Quote the records that follow in full, leaving the pictures out.

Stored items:

==========

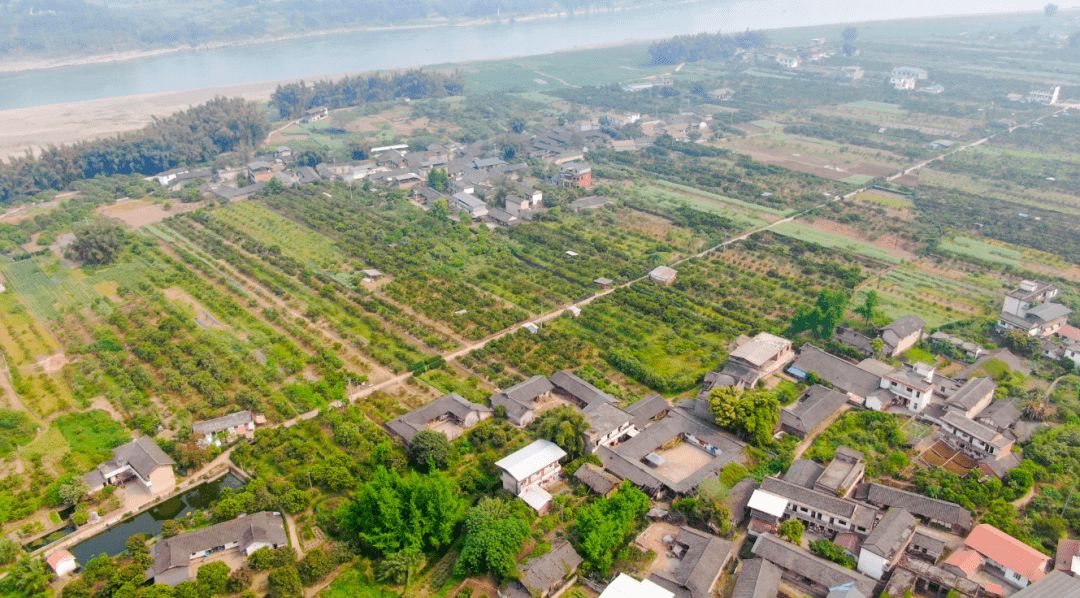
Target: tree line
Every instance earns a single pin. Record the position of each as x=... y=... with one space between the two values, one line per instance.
x=193 y=136
x=704 y=46
x=293 y=99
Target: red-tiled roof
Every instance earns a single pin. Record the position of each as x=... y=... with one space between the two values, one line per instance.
x=1006 y=549
x=966 y=560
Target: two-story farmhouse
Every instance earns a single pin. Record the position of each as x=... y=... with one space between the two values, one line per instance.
x=526 y=472
x=140 y=461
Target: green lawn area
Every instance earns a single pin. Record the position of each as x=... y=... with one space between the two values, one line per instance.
x=828 y=240
x=91 y=435
x=876 y=107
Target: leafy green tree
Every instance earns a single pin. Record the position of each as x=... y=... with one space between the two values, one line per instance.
x=430 y=448
x=285 y=583
x=392 y=513
x=566 y=427
x=212 y=578
x=9 y=551
x=605 y=525
x=758 y=413
x=439 y=179
x=400 y=567
x=97 y=243
x=491 y=543
x=721 y=405
x=792 y=530
x=869 y=303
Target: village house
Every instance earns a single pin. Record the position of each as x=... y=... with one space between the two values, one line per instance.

==========

# Exercise result:
Target: tree line
Every instance earns a single pin. Record the position of each as x=... y=... with one space between the two values, one line per instance.
x=193 y=136
x=704 y=46
x=293 y=99
Target: red-tiled roof
Every instance earns a single pin. Record the position of each as x=... y=... with one space between the two values, one line per instance.
x=1006 y=549
x=966 y=560
Target: two-story farmhouse
Every instance earns a single pin. Record the position of each as x=... y=... with one space between the two values, one line per instance.
x=526 y=472
x=140 y=461
Target: green lawn area
Every instance earns a single pin. Record the position of each as x=... y=... with one space between the two values, one line per instance.
x=828 y=240
x=91 y=435
x=876 y=107
Target: leafy green tree
Every instance earns a single pin. Record the position of each as x=... y=... with one space between the two values, one line per instance.
x=430 y=448
x=285 y=583
x=392 y=513
x=566 y=427
x=212 y=578
x=9 y=551
x=605 y=525
x=758 y=413
x=439 y=179
x=400 y=567
x=97 y=243
x=491 y=543
x=721 y=405
x=792 y=530
x=869 y=303
Target: village house
Every instance earns a single pin. Record the position of each as x=... y=... with one space between the two values, one line per instance.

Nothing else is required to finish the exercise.